▸ **TASK REQUIREMENTS**
Recast every line of the entries below as a numbered list, one line per item, and omit the blank lines.

########################################

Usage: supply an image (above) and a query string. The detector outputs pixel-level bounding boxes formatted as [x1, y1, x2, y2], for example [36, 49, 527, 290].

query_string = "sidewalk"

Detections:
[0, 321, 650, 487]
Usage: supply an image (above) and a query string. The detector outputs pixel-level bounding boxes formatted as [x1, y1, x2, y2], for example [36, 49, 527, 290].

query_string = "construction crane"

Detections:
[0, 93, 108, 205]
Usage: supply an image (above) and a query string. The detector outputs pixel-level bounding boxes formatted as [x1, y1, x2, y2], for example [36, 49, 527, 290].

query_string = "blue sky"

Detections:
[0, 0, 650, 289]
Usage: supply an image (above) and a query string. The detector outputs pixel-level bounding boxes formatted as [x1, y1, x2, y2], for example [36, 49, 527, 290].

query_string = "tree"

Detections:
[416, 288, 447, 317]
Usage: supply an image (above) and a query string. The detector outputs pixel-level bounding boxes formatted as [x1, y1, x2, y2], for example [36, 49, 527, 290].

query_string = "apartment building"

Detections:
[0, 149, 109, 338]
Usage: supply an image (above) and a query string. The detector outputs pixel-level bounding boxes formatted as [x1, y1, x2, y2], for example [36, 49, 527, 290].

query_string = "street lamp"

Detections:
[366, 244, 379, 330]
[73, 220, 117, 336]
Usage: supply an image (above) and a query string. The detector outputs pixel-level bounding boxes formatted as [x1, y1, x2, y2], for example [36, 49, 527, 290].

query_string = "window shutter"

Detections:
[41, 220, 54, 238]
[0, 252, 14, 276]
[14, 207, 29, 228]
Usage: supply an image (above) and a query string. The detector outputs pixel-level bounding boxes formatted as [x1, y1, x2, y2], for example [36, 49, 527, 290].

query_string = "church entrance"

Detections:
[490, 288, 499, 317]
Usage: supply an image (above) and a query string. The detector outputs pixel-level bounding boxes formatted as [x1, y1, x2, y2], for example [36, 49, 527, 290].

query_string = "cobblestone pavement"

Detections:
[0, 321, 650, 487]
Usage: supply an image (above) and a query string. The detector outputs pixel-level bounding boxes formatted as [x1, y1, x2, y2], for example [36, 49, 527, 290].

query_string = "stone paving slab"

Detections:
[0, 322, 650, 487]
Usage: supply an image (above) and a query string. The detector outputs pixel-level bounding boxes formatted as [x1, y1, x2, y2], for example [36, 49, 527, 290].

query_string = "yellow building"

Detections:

########################################

▸ **PROBLEM SOLUTION**
1. Usage: supply an image (above) and a query string. The detector outputs pixel-level bounding boxes formatted as [x1, y1, x2, y2], for example [36, 49, 527, 290].
2. query_string = "sidewalk"
3. Detections:
4. [0, 321, 650, 487]
5. Usage: supply an image (above) and a query string. The detector outputs pixel-level bounding boxes formatted as [x1, y1, x2, y2], for example [36, 49, 527, 290].
6. query_string = "construction crane"
7. Detections:
8. [0, 93, 108, 205]
9. Usage: supply an image (above) and a query string. The detector outputs pixel-level bounding boxes formatted as [x1, y1, x2, y2], for example [36, 49, 527, 290].
10. query_string = "blue sky"
11. Detections:
12. [0, 0, 650, 289]
13. Usage: supply an image (above) and a query string. The detector outputs pixel-level bounding boxes formatted as [x1, y1, x2, y2], for example [36, 49, 527, 290].
14. query_string = "tree"
15. Detections:
16. [416, 288, 447, 317]
17. Usage: supply an image (above) and a query string. The detector outputs pixel-level bounding boxes formatted as [x1, y1, x2, y2], for example [36, 49, 527, 290].
18. query_string = "apartment building"
19. Detections:
20. [0, 149, 109, 338]
21. Usage: supply an image (above) and a query string. The detector outputs pixel-level bounding boxes formatted as [x1, y1, x2, y2], for example [36, 49, 527, 290].
22. query_string = "street lamp"
23. Detections:
24. [366, 244, 379, 330]
25. [73, 220, 117, 336]
26. Usage: supply an image (above) and a query string. The detector outputs pixel-level bounding boxes formatted as [x1, y1, x2, y2], for example [36, 49, 527, 290].
27. query_string = "window shutter"
28. Detections:
29. [41, 220, 54, 238]
30. [0, 252, 14, 276]
31. [14, 207, 29, 228]
32. Usage: supply an image (above) and a query string. The detector outputs pixel-level bounding boxes formatted as [x1, y1, x2, y2], for example [36, 49, 527, 290].
33. query_string = "church entrance"
34. Detections:
35. [490, 288, 499, 317]
36. Usage: supply an image (above) and a query string. The detector outputs pixel-level bounding boxes formatted as [x1, y1, x2, y2], for example [36, 49, 527, 290].
37. query_string = "cobblestone pavement"
38. Detections:
39. [0, 321, 650, 487]
40. Usage: supply an image (above) and a query string. The detector outputs pixel-level bounding boxes formatted as [x1, y1, x2, y2], for example [36, 49, 527, 290].
41. query_string = "stone paving slab"
42. Detections:
43. [0, 322, 650, 487]
44. Usage: supply an image (above) and a query string. The detector outputs pixel-level bounding boxes formatted as [x1, y1, x2, y2], for example [36, 49, 527, 290].
45. query_string = "yellow building"
46. Detections:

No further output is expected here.